━━ Source text ━━
Esports fans know that games like Dota 2, LoL, Mobile Legends, and Valorant are pretty much mainstays in the scene, but did you know about the Tom and Jerry SEA Invitational? Or that the card game Shadowverse has a US$1,000,000 grand prize?
No? Well in that case, allow us to introduce you to five esports you’ve probably never heard of.
N.B. To be clear, these aren’t random one-off tournaments we’re talking about here (like that Shaq Fu tournament held at PAX East one year), these are games with an active tournament scene and hefty prize pools. You could conceivably turn pro in any of these games.
This isn’t one of the immediate titles that come to mind when you think “esports”, but Shadowverse is actually incredibly popular in the Asia Pacific region, especially Japan.
Shadowverse is a free-to-play digital collectible card game, that on the surface, looks like Hearthstone for weebs. It has a huge competitive scene that’s been steadily growing since the game’s release in 2016, with several tournaments in various countries.
One of the biggest tournaments, the Shadowverse World Grand Prix, was postponed in 2020 due to the pandemic, but will resume in Japan in June 2021 with a grand prize of US$1,000,000 for the grand champion!
4. Catherine: Full Body
Before you think this is becoming just a list of games that are huge in Japan, Catherine’s competitive scene is actually pretty intense.
━━━
━━ Source data ━━
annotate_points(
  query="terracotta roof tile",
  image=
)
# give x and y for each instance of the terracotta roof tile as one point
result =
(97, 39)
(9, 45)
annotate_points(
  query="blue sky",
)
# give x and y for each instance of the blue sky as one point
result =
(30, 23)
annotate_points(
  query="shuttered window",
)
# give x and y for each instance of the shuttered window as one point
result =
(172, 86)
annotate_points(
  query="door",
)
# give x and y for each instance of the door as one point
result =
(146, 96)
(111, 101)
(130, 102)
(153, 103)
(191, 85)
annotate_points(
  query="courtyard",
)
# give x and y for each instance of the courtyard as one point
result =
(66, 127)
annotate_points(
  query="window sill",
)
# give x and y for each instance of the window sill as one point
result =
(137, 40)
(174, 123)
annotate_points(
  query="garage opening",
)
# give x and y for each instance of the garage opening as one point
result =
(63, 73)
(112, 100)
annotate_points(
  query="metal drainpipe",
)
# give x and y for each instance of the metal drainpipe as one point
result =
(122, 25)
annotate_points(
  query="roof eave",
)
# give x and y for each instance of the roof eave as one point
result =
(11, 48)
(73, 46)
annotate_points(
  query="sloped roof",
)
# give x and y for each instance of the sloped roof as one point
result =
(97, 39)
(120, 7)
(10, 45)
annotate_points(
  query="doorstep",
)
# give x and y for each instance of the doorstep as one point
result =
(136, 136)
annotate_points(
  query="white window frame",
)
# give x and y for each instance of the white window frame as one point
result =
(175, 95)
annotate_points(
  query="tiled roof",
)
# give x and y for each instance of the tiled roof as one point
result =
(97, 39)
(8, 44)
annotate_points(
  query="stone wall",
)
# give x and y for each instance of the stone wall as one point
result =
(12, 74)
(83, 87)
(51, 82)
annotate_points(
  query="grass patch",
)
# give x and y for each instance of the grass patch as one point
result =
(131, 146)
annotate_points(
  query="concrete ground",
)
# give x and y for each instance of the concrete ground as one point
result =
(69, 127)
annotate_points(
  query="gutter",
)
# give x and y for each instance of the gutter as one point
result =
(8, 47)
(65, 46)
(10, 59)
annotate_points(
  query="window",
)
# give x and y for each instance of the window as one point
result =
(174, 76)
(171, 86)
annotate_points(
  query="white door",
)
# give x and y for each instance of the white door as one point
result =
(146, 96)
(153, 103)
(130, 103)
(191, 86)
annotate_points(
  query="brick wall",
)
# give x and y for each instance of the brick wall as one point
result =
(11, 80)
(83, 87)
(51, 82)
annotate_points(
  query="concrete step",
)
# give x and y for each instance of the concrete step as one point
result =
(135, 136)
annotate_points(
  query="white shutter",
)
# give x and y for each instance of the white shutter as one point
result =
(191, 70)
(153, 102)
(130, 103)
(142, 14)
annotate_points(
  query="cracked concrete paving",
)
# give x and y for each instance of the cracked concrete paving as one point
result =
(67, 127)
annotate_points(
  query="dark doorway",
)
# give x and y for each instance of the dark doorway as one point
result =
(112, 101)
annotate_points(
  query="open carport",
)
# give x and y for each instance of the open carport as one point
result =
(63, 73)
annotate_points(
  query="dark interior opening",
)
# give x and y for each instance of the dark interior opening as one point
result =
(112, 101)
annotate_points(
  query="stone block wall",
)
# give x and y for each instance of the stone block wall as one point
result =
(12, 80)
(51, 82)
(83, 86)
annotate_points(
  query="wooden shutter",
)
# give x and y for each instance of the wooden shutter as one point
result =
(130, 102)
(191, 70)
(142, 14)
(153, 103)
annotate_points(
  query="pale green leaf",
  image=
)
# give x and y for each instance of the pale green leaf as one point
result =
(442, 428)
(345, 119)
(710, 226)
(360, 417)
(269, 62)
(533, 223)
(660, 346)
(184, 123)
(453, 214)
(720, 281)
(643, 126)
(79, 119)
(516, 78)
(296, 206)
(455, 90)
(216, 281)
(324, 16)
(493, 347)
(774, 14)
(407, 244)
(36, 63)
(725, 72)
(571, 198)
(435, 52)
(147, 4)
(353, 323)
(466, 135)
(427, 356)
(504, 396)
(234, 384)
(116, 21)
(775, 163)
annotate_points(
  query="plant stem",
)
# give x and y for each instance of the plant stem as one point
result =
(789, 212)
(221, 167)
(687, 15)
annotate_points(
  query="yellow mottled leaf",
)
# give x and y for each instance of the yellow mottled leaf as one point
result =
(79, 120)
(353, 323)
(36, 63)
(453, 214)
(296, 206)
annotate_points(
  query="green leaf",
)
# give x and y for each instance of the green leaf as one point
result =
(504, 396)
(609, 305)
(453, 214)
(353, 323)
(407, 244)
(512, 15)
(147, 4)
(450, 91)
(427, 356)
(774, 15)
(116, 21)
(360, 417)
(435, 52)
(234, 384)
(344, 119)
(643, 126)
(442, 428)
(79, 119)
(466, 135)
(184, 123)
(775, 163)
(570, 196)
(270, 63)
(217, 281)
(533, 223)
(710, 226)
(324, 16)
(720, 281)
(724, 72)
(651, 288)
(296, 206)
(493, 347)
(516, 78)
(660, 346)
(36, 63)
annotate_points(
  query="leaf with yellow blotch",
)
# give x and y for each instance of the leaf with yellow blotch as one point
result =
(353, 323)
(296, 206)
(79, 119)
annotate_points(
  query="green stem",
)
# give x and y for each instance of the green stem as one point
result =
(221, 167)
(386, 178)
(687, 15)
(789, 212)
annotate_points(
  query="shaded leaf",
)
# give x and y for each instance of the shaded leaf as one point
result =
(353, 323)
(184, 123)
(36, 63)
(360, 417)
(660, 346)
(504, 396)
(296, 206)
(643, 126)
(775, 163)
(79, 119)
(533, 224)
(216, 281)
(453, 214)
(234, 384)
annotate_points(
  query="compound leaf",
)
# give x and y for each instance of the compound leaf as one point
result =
━━━
• Check your understanding:
1. Using the esports text, answer each question:
(a) At what event was the Shaq Fu tournament held?
(b) In what year was Shadowverse released?
(c) What grand prize will the Shadowverse World Grand Prix award its grand champion?
2. List every game that the esports text calls a mainstay in the scene.
Answer from the esports text only.

• Numbered answers:
1.
(a) PAX East
(b) 2016
(c) US$1,000,000

2. Dota 2, LoL, Mobile Legends, Valorant